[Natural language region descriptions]
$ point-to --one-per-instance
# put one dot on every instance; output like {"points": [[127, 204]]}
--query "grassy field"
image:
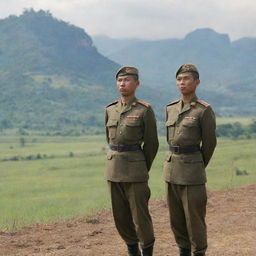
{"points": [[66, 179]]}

...

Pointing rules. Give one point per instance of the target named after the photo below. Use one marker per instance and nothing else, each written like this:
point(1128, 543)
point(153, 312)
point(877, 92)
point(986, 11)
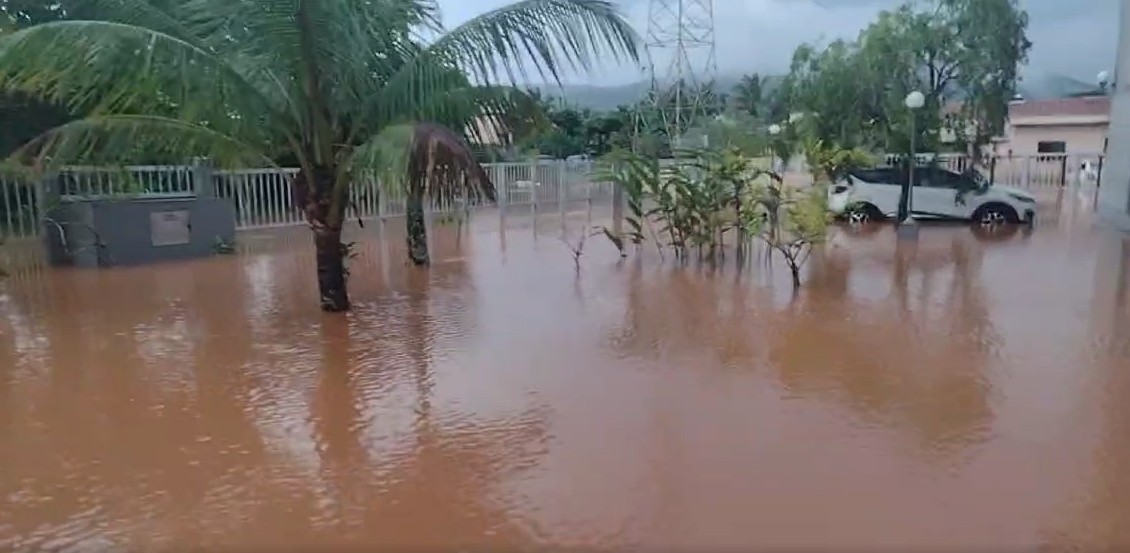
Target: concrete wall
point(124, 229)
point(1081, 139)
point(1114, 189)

#### EXERCISE PROMPT:
What lines above contain "like"? Copy them out.

#### ANSWER TO THE EXERCISE:
# put one dot on every instance; output like {"points": [[127, 204]]}
Pointing rules. Give one point per instance of the target named after the photo below. Use one marker per instance and nothing else, each written like this:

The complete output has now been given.